─── Source material ───
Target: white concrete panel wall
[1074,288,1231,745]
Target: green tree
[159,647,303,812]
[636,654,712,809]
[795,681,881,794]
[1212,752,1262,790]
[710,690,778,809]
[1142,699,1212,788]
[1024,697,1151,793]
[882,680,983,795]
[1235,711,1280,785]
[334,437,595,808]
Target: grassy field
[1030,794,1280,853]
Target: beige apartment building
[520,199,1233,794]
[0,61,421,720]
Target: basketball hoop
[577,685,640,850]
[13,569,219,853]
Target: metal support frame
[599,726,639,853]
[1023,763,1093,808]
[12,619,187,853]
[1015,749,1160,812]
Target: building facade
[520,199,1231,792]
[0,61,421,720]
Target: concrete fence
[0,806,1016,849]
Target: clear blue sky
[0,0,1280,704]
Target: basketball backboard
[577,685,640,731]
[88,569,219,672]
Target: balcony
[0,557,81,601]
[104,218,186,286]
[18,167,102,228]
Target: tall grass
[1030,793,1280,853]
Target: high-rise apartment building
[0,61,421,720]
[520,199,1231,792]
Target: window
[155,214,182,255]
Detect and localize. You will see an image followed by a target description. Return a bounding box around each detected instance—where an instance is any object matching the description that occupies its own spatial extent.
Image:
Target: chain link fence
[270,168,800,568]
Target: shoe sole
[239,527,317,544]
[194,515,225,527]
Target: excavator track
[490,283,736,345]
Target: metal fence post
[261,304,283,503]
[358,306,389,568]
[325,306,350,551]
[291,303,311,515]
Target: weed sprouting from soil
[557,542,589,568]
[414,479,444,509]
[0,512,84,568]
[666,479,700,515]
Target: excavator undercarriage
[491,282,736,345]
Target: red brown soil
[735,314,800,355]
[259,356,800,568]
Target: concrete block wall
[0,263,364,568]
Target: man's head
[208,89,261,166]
───
─── Source material ───
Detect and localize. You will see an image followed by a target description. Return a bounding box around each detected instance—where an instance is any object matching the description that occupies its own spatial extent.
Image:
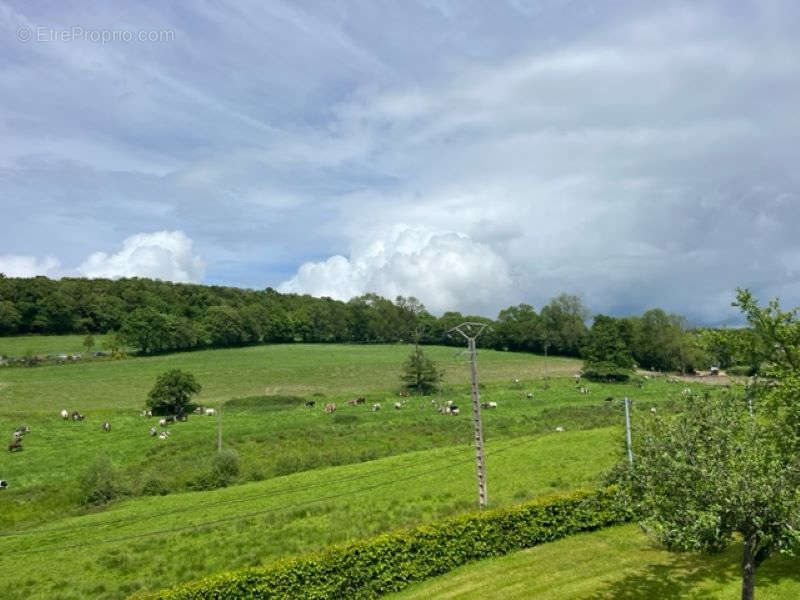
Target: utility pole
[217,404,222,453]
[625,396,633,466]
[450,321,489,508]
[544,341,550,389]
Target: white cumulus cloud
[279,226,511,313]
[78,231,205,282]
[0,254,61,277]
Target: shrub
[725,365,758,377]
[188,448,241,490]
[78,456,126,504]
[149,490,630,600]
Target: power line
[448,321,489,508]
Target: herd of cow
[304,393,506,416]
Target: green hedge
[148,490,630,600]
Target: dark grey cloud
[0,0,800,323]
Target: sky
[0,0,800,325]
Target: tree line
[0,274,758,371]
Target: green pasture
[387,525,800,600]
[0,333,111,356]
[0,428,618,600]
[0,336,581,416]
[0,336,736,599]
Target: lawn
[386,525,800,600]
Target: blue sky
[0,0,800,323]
───
─── Source material ───
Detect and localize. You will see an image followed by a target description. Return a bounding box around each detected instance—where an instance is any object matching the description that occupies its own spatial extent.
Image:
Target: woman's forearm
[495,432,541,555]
───
§ Set problem:
Set out the data as a Markdown table with the columns No. and Entry, giving each line its own numbered row and skipping blank lines. Begin at the line that has "Target: balcony" and stop after the line that has "[208,89,261,166]", with both of those lines included.

§ Solution for this problem:
| No. | Entry |
|---|---|
| 1 | Target: balcony |
| 2 | [0,557,81,601] |
| 3 | [104,218,186,286] |
| 4 | [18,167,102,228] |
| 5 | Target: tall grass |
| 6 | [1030,793,1280,853] |
| 7 | Target: high-rise apartment building |
| 8 | [0,61,421,720] |
| 9 | [520,199,1231,792] |
| 10 | Target: window |
| 11 | [155,214,182,255] |
| 12 | Detect and localize. You will see an image followed by a target description. Return a bounding box around each detected instance—where an instance is any object matching the description that occupies its own spatial extent. |
| 13 | Image: |
| 14 | Target: chain link fence |
| 15 | [270,168,800,568] |
| 16 | Target: shoe sole |
| 17 | [239,527,317,544] |
| 18 | [194,515,225,527] |
| 19 | Target: excavator track |
| 20 | [490,283,736,345] |
| 21 | Target: metal fence post |
| 22 | [261,304,283,503] |
| 23 | [358,306,389,568] |
| 24 | [325,306,350,551] |
| 25 | [291,303,311,515] |
| 26 | Target: weed sprouting from soil |
| 27 | [557,542,589,568] |
| 28 | [414,479,444,509] |
| 29 | [0,512,84,568] |
| 30 | [666,479,700,515] |
| 31 | Target: excavator undercarriage |
| 32 | [491,282,736,345] |
| 33 | Target: red brown soil |
| 34 | [735,314,800,355] |
| 35 | [259,356,800,568] |
| 36 | Target: concrete block wall |
| 37 | [0,263,364,568] |
| 38 | Target: man's head |
| 39 | [208,89,261,166] |